◆ **Prompt**:
Render this sentence from the book review in Spanish: "Brown started at Penn but finished at Pitt."

Critical Care: A New Nurse Faces Death, Life and Everything in Between by Theresa Brown (HarperOne, $14.99, 224 pages)

“Death.   It casts a long shadow in this book, and in these stories.   Even when death is not present it hovers just around the corner, unbidden and unwanted, but waiting nonetheless.”

“People say, why wait?   But really they should say, don’t wait.   Listen when you can, tell the people in your life you love them…”

If doctors are the mortal gods of medicine, then nurses are its angels.   At least that’s the case put forth here by Theresa Brown, a former Tufts University Journalism professor turned Registered Nurse (R.N.).

It seems that Brown and a former close female friend were looking for meaning in their lives when they decided to go to nursing school.   Brown started at Penn but finished at Pitt.   In Critical Care, Brown pulls back the curtain on what she somewhat successfully labels the Science of Nursing.   My mother was an emergency room nurse, so much of what I read in Critical Care sounded familiar and true…  Good hearted nurses are worn down by tough-minded superiors.   These nurses rarely receive praise for medical successes but often are blamed for the failures.   And, they have to clean up stool because “doctors don’t do poop.”

Still, this seemed like a somewhat lightweight survey of a crucial field.   There are some specific problems with the telling.   Brown shows us her empathy in writing about patients like the all-too-young David, who is battling leukemia; and Irene, the Pittsburg television personality who does not realize that she’s dying until she hears her former co-workers talking about her on TV.   But as soon as we become engaged with their lives, Brown’s off describing other things – like a voluntary job change.

Brown also loses track of former patients (some of whom have likely died) and their families.   In this age of the Internet, it’s odd that she did not pursue some basic research to find out what happened to them.   Also, the book begins with multiple pages of acknowledgments which seems distracting before we get to the actual content.

A last flaw is that we do not get to know the author’s husband or daughter.   They remain on the edges of the stage.

What Brown does quite well is to convince the reader of the need to enjoy life (and other people) while good health lasts.   Today’s tiredness may be diagnosed as leukemia or some other energy-robbing disease tomorrow.

Critical Care lets you walk in the shoes of some very ill patients, both young and old.   Yet for a better overview of today’s world of medicine – as practiced on a daily basis – I recommend two books by Dr. Atul Gawande.   The most recent is Better: A Surgeon’s Notes on Performance (2008).   The contemporary classic is Complications: A Surgeon’s Notes on an Imperfect Science (2003).

Recommended.

Joseph Arellano

A review copy was provided by the publisher.

◆ **Given records**:
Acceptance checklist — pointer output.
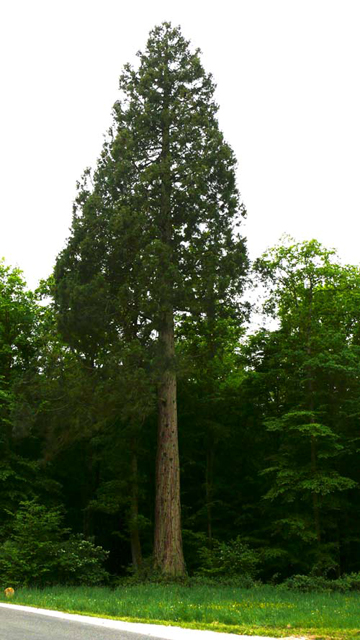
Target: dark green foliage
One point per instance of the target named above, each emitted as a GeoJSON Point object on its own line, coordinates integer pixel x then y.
{"type": "Point", "coordinates": [229, 559]}
{"type": "Point", "coordinates": [38, 551]}
{"type": "Point", "coordinates": [306, 584]}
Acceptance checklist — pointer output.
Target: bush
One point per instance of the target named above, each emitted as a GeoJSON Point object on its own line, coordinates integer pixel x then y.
{"type": "Point", "coordinates": [39, 551]}
{"type": "Point", "coordinates": [229, 560]}
{"type": "Point", "coordinates": [350, 582]}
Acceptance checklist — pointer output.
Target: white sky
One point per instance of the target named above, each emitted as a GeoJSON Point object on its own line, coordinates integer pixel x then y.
{"type": "Point", "coordinates": [289, 92]}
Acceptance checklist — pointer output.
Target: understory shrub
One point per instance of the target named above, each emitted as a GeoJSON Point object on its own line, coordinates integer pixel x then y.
{"type": "Point", "coordinates": [40, 551]}
{"type": "Point", "coordinates": [349, 582]}
{"type": "Point", "coordinates": [229, 560]}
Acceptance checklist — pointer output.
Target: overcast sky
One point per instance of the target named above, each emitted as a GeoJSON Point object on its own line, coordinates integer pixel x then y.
{"type": "Point", "coordinates": [287, 74]}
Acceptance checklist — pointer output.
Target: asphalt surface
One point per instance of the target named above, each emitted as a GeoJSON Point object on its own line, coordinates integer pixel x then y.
{"type": "Point", "coordinates": [20, 625]}
{"type": "Point", "coordinates": [28, 623]}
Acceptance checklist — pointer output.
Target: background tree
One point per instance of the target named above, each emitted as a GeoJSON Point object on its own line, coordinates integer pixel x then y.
{"type": "Point", "coordinates": [312, 366]}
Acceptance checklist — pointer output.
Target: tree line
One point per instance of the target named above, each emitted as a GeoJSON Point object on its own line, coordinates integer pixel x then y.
{"type": "Point", "coordinates": [132, 391]}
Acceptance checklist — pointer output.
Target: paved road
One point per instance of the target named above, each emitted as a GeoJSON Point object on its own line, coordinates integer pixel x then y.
{"type": "Point", "coordinates": [26, 623]}
{"type": "Point", "coordinates": [21, 625]}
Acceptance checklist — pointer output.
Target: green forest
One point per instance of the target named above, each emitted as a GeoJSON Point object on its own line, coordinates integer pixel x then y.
{"type": "Point", "coordinates": [156, 421]}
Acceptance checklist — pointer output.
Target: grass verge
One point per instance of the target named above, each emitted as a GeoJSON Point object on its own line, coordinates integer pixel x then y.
{"type": "Point", "coordinates": [260, 611]}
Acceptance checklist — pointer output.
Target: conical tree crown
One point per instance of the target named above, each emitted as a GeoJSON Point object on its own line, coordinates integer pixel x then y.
{"type": "Point", "coordinates": [156, 224]}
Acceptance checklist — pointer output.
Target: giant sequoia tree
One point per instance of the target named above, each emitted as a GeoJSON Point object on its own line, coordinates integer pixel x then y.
{"type": "Point", "coordinates": [154, 239]}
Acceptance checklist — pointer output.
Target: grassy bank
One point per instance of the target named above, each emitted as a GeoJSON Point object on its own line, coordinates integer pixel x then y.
{"type": "Point", "coordinates": [262, 611]}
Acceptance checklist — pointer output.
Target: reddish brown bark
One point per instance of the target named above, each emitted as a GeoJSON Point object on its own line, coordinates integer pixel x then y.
{"type": "Point", "coordinates": [168, 553]}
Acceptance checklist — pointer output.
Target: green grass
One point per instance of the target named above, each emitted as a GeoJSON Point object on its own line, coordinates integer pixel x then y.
{"type": "Point", "coordinates": [263, 610]}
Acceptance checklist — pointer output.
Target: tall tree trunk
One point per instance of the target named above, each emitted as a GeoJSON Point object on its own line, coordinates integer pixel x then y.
{"type": "Point", "coordinates": [168, 553]}
{"type": "Point", "coordinates": [315, 497]}
{"type": "Point", "coordinates": [209, 490]}
{"type": "Point", "coordinates": [134, 512]}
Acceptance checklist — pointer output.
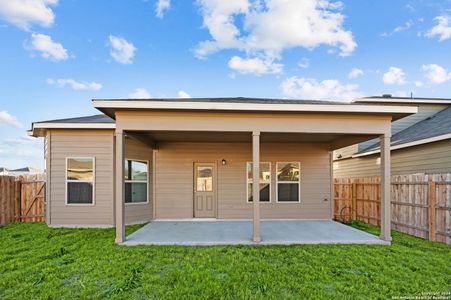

◆ **Output of the exercise**:
Brown empezó en Penn, pero terminó en Pitt.